CHALLENGE: Return the records that follow unaltered. Omit every picture.

DATA:
==========
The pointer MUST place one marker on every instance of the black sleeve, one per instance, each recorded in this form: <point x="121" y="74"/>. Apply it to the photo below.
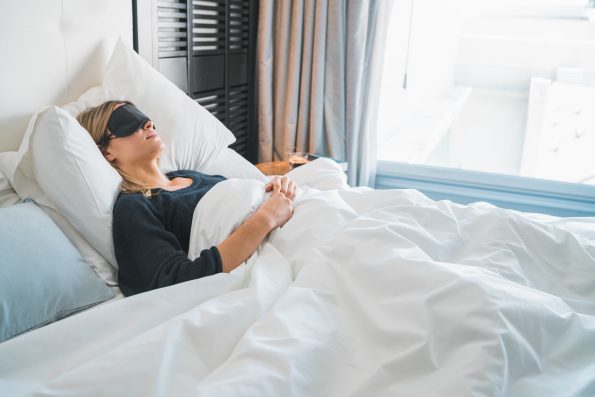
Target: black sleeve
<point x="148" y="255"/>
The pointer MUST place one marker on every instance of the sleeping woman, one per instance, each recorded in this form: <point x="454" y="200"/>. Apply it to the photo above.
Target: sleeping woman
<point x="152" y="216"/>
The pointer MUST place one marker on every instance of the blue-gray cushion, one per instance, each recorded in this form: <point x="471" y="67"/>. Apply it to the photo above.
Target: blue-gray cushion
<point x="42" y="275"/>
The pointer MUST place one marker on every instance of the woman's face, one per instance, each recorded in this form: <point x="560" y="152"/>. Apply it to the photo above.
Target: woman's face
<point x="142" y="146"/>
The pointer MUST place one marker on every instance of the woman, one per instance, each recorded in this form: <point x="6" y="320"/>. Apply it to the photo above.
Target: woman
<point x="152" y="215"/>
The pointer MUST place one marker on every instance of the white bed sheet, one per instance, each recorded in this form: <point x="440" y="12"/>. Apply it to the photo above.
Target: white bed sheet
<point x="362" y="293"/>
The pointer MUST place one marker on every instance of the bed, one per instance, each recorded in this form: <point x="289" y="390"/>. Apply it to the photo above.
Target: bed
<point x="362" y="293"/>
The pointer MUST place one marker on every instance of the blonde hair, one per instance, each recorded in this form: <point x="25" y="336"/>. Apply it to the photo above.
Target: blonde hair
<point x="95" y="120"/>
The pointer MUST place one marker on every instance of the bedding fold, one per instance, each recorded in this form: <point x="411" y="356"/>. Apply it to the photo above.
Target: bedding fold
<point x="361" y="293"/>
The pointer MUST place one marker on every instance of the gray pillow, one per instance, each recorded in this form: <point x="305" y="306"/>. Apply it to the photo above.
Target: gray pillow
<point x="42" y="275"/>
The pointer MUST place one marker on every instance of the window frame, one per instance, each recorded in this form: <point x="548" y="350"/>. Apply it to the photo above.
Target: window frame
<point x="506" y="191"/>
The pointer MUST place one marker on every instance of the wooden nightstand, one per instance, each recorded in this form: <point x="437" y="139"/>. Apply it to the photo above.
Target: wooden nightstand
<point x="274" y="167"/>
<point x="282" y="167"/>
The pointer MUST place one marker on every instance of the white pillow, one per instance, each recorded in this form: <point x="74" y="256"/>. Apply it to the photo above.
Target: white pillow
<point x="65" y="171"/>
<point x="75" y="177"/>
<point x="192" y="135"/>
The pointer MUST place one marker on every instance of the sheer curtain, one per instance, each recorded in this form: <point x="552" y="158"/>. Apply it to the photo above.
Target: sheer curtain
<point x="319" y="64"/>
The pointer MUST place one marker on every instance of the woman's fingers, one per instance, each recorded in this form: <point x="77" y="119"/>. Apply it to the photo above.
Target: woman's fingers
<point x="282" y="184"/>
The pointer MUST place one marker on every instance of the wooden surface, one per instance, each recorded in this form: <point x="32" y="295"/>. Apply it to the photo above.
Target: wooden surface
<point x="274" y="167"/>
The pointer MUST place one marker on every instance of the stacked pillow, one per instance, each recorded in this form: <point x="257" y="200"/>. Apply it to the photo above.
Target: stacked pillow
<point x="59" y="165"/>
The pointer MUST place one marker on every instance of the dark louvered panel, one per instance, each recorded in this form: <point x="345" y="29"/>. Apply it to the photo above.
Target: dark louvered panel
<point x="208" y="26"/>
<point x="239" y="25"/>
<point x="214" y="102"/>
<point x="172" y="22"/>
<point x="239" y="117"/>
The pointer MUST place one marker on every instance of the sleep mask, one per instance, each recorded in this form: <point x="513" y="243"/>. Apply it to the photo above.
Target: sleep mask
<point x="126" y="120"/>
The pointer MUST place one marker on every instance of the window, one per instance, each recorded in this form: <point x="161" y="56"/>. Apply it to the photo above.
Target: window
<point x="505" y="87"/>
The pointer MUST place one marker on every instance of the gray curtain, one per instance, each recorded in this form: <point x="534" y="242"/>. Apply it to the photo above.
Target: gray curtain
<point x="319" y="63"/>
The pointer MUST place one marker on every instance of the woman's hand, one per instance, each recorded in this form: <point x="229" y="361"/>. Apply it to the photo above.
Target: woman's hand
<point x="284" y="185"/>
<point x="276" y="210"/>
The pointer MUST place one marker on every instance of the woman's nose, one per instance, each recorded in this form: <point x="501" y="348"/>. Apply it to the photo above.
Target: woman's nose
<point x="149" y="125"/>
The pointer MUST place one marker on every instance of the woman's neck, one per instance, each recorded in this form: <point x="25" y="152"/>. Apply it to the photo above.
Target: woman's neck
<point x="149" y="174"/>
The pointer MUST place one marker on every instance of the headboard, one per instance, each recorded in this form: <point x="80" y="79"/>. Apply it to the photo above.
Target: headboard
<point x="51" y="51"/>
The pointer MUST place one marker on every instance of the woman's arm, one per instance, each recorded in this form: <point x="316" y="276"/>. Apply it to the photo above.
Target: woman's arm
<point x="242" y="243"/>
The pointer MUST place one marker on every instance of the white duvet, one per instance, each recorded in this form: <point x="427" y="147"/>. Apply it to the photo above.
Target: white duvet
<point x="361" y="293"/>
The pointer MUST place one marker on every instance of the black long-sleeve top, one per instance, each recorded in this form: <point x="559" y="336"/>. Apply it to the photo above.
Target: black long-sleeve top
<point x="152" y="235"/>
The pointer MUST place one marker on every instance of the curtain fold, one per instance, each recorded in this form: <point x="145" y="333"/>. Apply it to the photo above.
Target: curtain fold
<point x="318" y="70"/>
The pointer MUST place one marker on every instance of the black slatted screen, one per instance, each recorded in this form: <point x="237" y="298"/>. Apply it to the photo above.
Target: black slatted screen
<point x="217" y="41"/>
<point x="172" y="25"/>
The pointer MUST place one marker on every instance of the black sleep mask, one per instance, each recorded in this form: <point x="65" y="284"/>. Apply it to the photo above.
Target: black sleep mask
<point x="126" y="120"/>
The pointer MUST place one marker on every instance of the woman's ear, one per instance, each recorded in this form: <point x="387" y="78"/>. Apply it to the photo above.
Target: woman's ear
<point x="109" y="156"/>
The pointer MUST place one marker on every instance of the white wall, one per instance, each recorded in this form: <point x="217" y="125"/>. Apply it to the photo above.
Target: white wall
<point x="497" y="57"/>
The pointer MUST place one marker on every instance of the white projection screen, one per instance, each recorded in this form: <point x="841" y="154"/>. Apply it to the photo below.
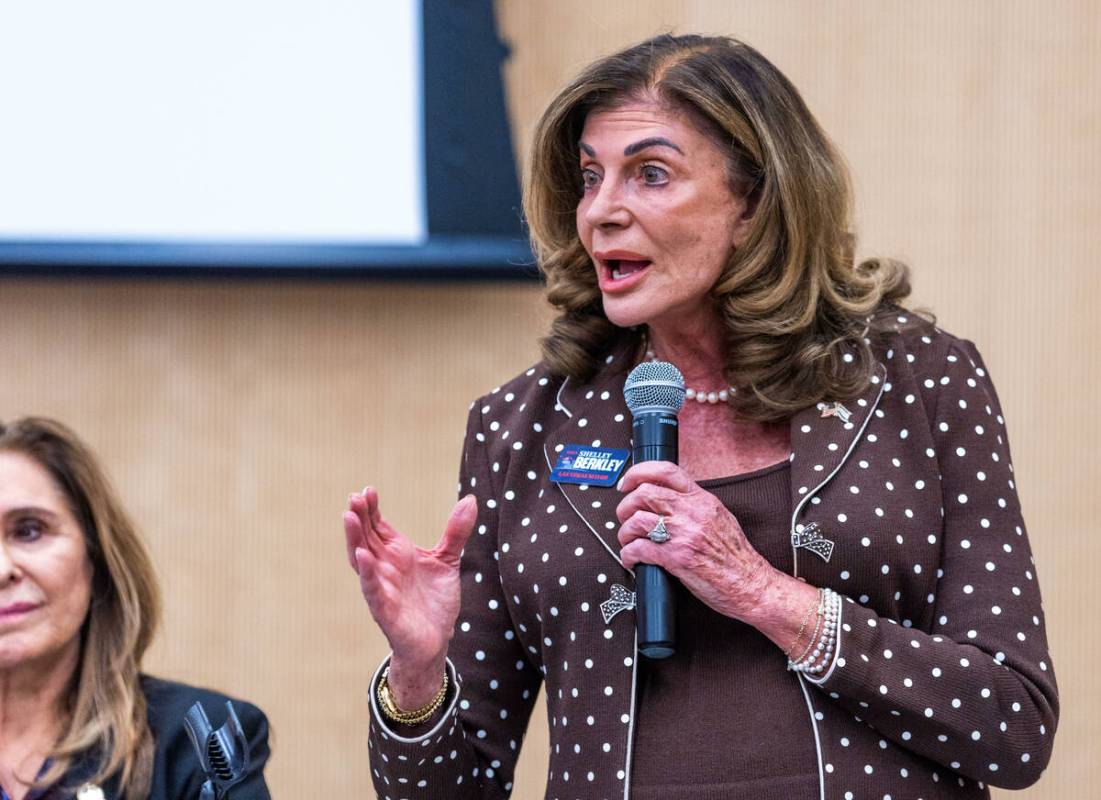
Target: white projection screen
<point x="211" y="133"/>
==========
TASK ANSWER:
The pointer MUST place one marker on every instance of the black sleeve, one per instance, each recorded in this form: <point x="121" y="74"/>. Apply it to the photo below.
Target: black sleeve
<point x="148" y="255"/>
The pointer MUST place one marker on every instance of the sleeping woman, one per instance, each recorded in this form: <point x="454" y="200"/>. Apply it to the photo above.
Target: sleeping woman
<point x="152" y="216"/>
The pointer MUST place one marker on every instance of the blue-gray cushion, one per instance, each recorded in this form: <point x="471" y="67"/>. Apply it to the photo above.
Target: blue-gray cushion
<point x="42" y="275"/>
The pointer MUST place one marker on every instance of the woman's face, one per instance, each recorded in this form: <point x="560" y="152"/>. Apply it to the photo above.
Target: woman's face
<point x="142" y="146"/>
The pointer MUST place one marker on every instance of the woman, one per instance, each recorded in this form: <point x="6" y="320"/>. Apply it to the photo above.
Target: woman
<point x="152" y="215"/>
The pointer MUST place one marker on every instance of the white bed sheet, one per instance, each recorded in this form: <point x="440" y="12"/>. Apply it to the photo above.
Target: white bed sheet
<point x="362" y="293"/>
The pointer MUST place one marker on every instance of the bed, one per instance, each recorded in this form: <point x="289" y="390"/>. Apply it to the photo above.
Target: bed
<point x="362" y="293"/>
The pointer MUST place one marker on every instance of the blonde hair, one per instance, each recorded in this form: <point x="25" y="336"/>. Apply it to the photo above.
Target: blonde hair
<point x="95" y="120"/>
The pointer MUST place one marker on every instance of the bedding fold, one per instance, each recorded in this form: <point x="411" y="356"/>. Apply it to the photo above.
Target: bedding fold
<point x="361" y="293"/>
The pointer MUST place one marker on every instance of the gray pillow, one per instance, each recorded in this form: <point x="305" y="306"/>. Apply it to the photo above.
Target: gray pillow
<point x="42" y="275"/>
The pointer MUST place one marker on every instance of the window frame, one per instance, each recorded in this form: <point x="548" y="350"/>. Apply it to the photo above.
Target: window frame
<point x="506" y="191"/>
The pointer MUST place one marker on every instance of the wooden nightstand, one per instance, each recorded in this form: <point x="437" y="139"/>. Apply it to the photo above.
Target: wooden nightstand
<point x="274" y="167"/>
<point x="282" y="167"/>
The pointer MUST place one marker on every instance of the white pillow, one per instance, each recorded in this form: <point x="74" y="256"/>. Apply it to the photo above.
Target: white pillow
<point x="65" y="171"/>
<point x="75" y="177"/>
<point x="192" y="135"/>
The pointer MUST place one marker on every instance of the sheer curtain, one per instance, each recorded in this form: <point x="552" y="158"/>. Apply it to the photo above.
Target: sheer curtain
<point x="319" y="64"/>
The pointer MUST place one marker on every instance of the woman's fingers, one per instance, each recorded in this form: <point x="77" y="119"/>. Apply it to the photo above.
Target: woman's fingers
<point x="282" y="184"/>
The pointer MUST place one marker on every instance of the wooden surface, one per instance, each recorded in this form: <point x="32" y="295"/>. Apply it to the photo above.
Target: wooden surface
<point x="274" y="167"/>
The pointer MUST place one marker on every instance of the stacked pillow, one per instance, each recorded in this form: <point x="257" y="200"/>. Apply it to the photo above.
Target: stacked pillow
<point x="59" y="165"/>
The pointer MUST place one marker on every instance of the dark louvered panel, one per instance, each recorded in this form: <point x="345" y="29"/>. Apply it to the photo above.
Target: dark louvered panel
<point x="208" y="26"/>
<point x="239" y="25"/>
<point x="214" y="102"/>
<point x="172" y="22"/>
<point x="239" y="117"/>
The pointer MUST place one marker on every instance of the sleep mask, one per instance, each recorded in this form: <point x="513" y="243"/>. Apply it to the photo above.
Target: sleep mask
<point x="126" y="120"/>
The pointer MUST place one marker on every instance of the window, one per instance, each recorded in this form: <point x="161" y="56"/>. Apply it to the photo above.
Target: window
<point x="505" y="87"/>
The pointer MUST place one marker on every instance of the gray curtain, one per instance, each recorded in this form: <point x="534" y="242"/>. Apply it to the photo above.
Target: gray curtain
<point x="319" y="63"/>
The pointer MUST place one marker on every instance of the woman's hand, one per instance, each recorded in this form: <point x="229" y="361"/>. Apply it to the photo above.
Target: woman's hand
<point x="284" y="185"/>
<point x="276" y="210"/>
The pointer MUST place one marker on every instance of the woman's nose, one per instance, each recorded in this form: <point x="501" y="348"/>. Apply it to the photo above.
Target: woman's nose
<point x="149" y="125"/>
The pointer MUST place one marker on every instance of the woman's neck, one per instance, each recorded in this form: <point x="25" y="152"/>. Apply it to the photo above.
Target: woman's neck
<point x="149" y="174"/>
The pointer MUST place one marker on every instance of the headboard, one per instance, each recorded in this form: <point x="80" y="79"/>. Apply it to the photo above.
Target: headboard
<point x="51" y="51"/>
The pointer MUST place one marker on every instance of the woman's arm, one per instance, each recorded in this form: <point x="316" y="276"/>. Apply it to the photo above.
Target: woman's arm
<point x="242" y="243"/>
The pointer MUST place one marker on every instance of the white duvet, one per instance, each recorded in this form: <point x="427" y="147"/>. Apply it to the photo above.
Target: white duvet
<point x="361" y="293"/>
The pointer MUST place one marker on every instance of the black long-sleeve top, one per instance, each recorded in this form: <point x="559" y="336"/>. Apply it to the photo above.
Target: black long-sleeve top
<point x="152" y="235"/>
The pointer MUST place one marker on every instance of the curtain fold, one per instance, each recorded in this form: <point x="145" y="333"/>. Apply it to the photo above.
Target: curtain fold
<point x="318" y="70"/>
The pointer MUST place one marker on every instance of the black slatted screen, one per instance, each recorded in this form: <point x="237" y="298"/>. Apply it to the photo above.
Target: black slatted screen
<point x="217" y="41"/>
<point x="172" y="25"/>
The pointer MUST place one marker on every instance of the black sleep mask, one per instance, each recorded in this form: <point x="65" y="284"/>. Apply it to the photo above.
Target: black sleep mask
<point x="126" y="120"/>
The pointer MUST place one marker on every instance of the woman's ear, one per instance, each recorded in this form: <point x="387" y="78"/>. Apply it to the photo above.
Target: woman's ear
<point x="109" y="156"/>
The pointer MUST place one marker on every instance of the white wall, one per instance, each recorded in this form: <point x="217" y="125"/>. Apply it to the photo above.
Target: white wall
<point x="497" y="57"/>
The pointer MUST place one marker on every instance of the white projection screen, one per instance, each recorded in this form: <point x="841" y="154"/>. Apply it to the photo below.
Target: white projection screen
<point x="211" y="133"/>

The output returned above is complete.